#### Written tasks:
(A) According to the space solar power article, how long did Sspd-1 spend in Earth orbit?
(B) Using the space solar power article, explain why the deployment of Dolce is regarded as notable.
(C) Return the passage of the space solar power article from "Solar energy generation" up to and including "in the field.".
>> Start Selected excerpt
Soon, zero-emission energy to power smartphones and computers could come from solar collectors in space instead of traditional wind farms on Earth. The California institute of Technology (Caltech) is studying the feasibility of the infrastructure needed to achieve this. The Space Solar Power Demonstrator (Sspd-1), a space prototype developed by the university, has returned from its year-long mission in Earth orbit. Engineers working on the project are now analysing its data in the hope of gaining important insights. During its trip to orbit, Sspd-1 conducted three experiments to test power generation technology. According to Caltech Chancellor Thomas F. Rosenbaum, the information gathered from the prototype shows that it will soon be possible to obtain solar energy from space at competitive prices.
Solar energy generation in space requires the creation of photovoltaic power plants, which, as Caltech explains, will have to span several kilometres and consist of several modules, like the International Space Station. One of the main experiments of Sspd-1 was the deployment of Dolce, a structure of almost two meters by two. Its transportation inside a rocket, as well as its use in microgravity contexts, is considered a significant achievement in the field.
>> End Selected excerpt
>> Start Listing
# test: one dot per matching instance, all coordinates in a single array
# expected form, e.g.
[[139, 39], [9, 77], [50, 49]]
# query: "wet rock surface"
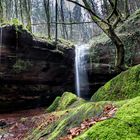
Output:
[[32, 71]]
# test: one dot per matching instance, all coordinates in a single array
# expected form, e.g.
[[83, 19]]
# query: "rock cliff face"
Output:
[[32, 71]]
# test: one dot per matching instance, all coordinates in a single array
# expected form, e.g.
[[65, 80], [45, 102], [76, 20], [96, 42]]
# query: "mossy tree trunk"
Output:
[[1, 12], [28, 14], [109, 29], [47, 12]]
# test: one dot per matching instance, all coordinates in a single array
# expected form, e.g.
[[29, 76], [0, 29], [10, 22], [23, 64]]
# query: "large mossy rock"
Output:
[[103, 50], [33, 70], [123, 126], [71, 111], [125, 86]]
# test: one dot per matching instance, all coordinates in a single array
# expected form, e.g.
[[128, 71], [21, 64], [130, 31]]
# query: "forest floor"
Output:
[[15, 125]]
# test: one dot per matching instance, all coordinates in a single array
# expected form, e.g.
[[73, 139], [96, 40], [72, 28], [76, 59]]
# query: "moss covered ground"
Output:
[[125, 86], [70, 111]]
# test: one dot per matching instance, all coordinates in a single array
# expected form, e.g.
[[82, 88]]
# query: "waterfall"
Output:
[[81, 77]]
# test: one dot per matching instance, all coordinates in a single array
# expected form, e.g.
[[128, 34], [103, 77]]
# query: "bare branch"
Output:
[[87, 7]]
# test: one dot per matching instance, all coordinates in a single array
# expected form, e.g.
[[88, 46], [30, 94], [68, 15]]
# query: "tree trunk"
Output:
[[126, 8], [120, 52], [47, 12], [56, 19], [1, 12]]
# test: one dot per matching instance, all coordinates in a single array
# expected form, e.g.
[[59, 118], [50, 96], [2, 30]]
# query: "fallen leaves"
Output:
[[17, 125], [108, 112]]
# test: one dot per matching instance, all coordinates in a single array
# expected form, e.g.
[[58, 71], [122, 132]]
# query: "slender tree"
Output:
[[47, 12], [27, 7], [1, 11], [56, 20], [65, 34], [126, 8], [109, 29]]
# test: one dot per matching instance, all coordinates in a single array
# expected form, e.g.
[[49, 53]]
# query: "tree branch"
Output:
[[87, 7]]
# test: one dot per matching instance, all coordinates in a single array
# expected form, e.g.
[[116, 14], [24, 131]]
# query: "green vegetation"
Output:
[[54, 105], [71, 111], [124, 125], [129, 34], [125, 86], [21, 66]]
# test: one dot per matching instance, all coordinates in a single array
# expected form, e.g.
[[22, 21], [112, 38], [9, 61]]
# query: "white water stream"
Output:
[[82, 86]]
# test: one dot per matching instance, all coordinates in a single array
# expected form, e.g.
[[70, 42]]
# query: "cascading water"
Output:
[[82, 86]]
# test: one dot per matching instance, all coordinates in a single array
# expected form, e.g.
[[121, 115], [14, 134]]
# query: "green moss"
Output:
[[69, 118], [54, 105], [124, 126], [21, 66], [125, 86], [102, 46]]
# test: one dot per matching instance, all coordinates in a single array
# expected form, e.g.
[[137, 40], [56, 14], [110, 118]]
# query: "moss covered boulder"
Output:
[[123, 126], [70, 111], [125, 86]]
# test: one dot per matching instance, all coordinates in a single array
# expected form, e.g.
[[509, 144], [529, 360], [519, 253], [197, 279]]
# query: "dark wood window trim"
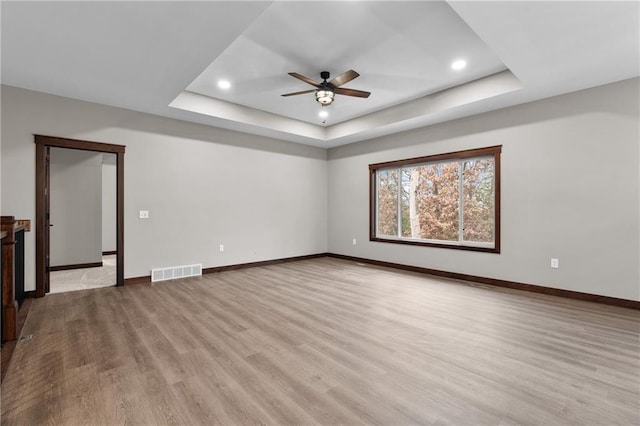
>> End Listing
#### Written answers:
(A) Sspd-1 spent a year in Earth orbit.

(B) Dolce was one of Sspd-1's main experiments, a structure of almost two meters by two. Transporting it inside a rocket and using it in microgravity are considered a significant achievement in the field.

(C)
Solar energy generation in space requires the creation of photovoltaic power plants, which, as Caltech explains, will have to span several kilometres and consist of several modules, like the International Space Station. One of the main experiments of Sspd-1 was the deployment of Dolce, a structure of almost two meters by two. Its transportation inside a rocket, as well as its use in microgravity contexts, is considered a significant achievement in the field.